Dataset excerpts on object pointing
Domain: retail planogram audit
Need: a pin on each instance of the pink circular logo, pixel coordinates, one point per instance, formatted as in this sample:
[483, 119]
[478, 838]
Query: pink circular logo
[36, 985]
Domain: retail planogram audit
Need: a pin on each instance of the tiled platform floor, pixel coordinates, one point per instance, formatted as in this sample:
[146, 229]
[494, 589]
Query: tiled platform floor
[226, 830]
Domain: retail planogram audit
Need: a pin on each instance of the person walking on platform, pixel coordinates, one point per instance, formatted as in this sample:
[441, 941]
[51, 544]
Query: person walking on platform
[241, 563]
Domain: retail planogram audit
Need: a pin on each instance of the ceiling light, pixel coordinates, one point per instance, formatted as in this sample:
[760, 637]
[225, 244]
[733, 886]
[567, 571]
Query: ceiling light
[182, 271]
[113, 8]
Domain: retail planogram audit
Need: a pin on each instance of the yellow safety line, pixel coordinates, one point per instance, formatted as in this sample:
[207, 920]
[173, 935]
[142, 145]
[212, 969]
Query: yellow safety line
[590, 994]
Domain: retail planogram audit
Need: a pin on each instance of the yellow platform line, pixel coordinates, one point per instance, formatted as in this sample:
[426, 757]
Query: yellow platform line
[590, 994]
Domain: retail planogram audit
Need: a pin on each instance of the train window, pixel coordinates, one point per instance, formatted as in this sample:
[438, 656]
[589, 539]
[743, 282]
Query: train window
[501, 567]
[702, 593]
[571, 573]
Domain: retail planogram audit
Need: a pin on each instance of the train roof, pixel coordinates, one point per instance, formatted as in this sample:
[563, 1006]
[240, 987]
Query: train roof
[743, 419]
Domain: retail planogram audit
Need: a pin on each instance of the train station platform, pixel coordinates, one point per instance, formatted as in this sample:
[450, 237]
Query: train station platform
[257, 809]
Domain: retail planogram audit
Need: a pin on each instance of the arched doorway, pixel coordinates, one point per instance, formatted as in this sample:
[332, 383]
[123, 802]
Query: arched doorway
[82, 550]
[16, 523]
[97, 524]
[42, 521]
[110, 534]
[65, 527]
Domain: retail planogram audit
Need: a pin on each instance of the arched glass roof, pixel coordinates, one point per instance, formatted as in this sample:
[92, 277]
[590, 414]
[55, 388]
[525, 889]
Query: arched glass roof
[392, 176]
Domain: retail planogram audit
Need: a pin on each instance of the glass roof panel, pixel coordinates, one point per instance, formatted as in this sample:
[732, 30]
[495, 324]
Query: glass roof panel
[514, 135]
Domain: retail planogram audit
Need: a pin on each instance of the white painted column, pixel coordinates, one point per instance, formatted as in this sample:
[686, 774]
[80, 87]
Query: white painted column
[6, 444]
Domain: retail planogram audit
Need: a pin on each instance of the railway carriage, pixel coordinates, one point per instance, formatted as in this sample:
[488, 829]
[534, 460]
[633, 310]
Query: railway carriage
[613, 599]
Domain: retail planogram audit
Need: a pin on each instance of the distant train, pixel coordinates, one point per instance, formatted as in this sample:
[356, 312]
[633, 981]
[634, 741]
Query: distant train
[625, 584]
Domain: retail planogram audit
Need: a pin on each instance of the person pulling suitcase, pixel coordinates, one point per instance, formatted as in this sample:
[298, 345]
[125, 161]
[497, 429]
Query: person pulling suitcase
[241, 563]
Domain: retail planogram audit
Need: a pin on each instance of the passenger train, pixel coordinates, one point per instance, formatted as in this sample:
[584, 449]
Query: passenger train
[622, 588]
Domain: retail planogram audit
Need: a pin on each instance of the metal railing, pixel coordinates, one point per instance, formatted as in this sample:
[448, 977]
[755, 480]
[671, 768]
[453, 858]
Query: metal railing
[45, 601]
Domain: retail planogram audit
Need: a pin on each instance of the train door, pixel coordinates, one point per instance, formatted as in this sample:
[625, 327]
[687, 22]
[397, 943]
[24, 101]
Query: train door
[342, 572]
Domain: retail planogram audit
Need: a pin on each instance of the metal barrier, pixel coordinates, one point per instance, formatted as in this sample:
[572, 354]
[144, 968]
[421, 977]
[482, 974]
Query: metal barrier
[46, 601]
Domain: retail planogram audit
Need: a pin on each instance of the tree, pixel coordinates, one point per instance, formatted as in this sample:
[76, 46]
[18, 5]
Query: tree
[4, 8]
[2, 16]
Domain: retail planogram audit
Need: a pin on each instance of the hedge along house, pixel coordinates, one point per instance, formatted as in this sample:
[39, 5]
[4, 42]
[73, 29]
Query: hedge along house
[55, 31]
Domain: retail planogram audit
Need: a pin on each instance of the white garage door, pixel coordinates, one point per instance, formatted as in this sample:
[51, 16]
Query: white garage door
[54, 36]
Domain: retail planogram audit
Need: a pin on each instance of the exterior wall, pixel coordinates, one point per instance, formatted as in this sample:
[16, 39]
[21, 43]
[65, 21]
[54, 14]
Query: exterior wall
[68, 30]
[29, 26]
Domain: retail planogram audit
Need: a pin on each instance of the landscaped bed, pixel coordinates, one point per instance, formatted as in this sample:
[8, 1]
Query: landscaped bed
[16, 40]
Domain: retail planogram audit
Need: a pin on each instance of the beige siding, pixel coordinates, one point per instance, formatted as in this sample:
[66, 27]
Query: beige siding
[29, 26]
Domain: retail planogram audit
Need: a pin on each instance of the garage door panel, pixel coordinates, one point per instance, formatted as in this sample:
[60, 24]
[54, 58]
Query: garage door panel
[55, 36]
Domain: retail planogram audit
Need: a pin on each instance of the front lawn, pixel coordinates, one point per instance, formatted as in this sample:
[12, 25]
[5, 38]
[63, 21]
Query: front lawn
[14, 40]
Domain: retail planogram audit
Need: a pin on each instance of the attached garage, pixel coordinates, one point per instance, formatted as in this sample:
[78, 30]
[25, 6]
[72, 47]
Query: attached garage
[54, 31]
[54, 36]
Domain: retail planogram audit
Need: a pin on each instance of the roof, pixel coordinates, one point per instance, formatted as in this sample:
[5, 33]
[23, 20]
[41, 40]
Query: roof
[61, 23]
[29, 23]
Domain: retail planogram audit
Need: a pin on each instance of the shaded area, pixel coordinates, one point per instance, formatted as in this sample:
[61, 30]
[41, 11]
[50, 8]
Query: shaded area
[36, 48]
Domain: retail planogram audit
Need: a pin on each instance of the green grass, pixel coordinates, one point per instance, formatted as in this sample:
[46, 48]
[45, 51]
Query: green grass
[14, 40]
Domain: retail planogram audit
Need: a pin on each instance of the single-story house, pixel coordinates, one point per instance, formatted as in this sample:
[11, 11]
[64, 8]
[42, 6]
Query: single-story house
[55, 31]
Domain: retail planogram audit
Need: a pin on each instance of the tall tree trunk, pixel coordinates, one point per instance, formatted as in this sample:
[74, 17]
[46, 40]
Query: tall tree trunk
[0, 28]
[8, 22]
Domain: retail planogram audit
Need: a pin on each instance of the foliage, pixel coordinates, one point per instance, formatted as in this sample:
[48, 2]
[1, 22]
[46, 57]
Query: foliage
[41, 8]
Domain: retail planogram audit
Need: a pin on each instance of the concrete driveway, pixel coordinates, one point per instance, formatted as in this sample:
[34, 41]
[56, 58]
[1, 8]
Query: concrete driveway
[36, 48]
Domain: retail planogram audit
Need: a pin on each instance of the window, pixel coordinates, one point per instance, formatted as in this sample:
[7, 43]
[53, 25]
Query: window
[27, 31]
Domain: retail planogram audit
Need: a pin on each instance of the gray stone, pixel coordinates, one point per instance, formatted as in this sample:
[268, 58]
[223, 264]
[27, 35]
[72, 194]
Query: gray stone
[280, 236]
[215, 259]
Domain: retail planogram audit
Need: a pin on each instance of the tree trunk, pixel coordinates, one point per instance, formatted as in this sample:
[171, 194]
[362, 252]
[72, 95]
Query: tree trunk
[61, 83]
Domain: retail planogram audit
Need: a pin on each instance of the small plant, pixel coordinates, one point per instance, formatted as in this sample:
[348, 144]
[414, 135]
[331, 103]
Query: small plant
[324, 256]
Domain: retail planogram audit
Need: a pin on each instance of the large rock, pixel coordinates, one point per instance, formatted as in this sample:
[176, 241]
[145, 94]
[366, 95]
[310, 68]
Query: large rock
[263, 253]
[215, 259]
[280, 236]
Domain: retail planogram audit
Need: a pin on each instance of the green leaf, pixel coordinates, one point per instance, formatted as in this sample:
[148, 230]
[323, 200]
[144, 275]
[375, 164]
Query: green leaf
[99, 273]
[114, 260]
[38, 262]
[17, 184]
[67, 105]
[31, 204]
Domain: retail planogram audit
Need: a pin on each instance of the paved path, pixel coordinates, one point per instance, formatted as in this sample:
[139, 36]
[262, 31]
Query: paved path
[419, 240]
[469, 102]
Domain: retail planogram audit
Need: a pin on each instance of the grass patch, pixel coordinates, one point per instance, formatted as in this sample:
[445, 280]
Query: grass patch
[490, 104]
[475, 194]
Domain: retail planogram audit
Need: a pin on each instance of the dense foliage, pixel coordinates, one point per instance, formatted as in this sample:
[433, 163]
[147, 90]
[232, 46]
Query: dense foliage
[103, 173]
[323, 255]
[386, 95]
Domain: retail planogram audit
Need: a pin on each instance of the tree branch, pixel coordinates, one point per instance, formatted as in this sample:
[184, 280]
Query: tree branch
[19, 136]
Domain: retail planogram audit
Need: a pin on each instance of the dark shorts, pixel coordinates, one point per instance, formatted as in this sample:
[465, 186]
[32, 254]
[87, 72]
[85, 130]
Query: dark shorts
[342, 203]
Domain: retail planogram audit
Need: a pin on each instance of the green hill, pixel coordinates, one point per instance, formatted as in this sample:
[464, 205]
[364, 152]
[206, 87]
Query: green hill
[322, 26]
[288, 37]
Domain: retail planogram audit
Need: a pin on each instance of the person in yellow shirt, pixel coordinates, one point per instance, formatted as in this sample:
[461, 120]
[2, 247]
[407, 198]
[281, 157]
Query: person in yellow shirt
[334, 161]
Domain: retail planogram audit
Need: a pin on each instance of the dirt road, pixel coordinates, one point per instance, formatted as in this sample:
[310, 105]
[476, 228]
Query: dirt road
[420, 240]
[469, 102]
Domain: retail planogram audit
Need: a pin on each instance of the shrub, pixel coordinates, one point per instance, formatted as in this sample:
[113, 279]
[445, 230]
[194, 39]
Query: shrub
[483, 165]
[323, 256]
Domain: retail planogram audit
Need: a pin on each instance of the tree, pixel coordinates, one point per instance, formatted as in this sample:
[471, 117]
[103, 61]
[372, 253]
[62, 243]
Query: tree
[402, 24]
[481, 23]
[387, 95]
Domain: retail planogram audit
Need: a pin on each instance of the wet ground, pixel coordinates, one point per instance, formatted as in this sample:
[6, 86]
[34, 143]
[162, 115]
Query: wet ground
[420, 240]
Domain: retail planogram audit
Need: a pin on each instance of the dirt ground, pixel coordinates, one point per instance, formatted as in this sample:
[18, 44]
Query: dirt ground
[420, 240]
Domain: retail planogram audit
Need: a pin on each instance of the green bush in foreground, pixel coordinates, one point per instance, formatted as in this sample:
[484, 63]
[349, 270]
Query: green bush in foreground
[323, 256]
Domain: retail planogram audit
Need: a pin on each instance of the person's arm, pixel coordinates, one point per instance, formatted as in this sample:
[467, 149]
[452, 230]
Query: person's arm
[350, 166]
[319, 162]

_WRITTEN PROBLEM_.
List every line from the items above that contains the word "dark".

_EXERCISE RESPONSE_.
Need: a pin on each instance of the dark shorts, pixel coordinates, one point per instance, formatted as in this sample:
Query: dark shorts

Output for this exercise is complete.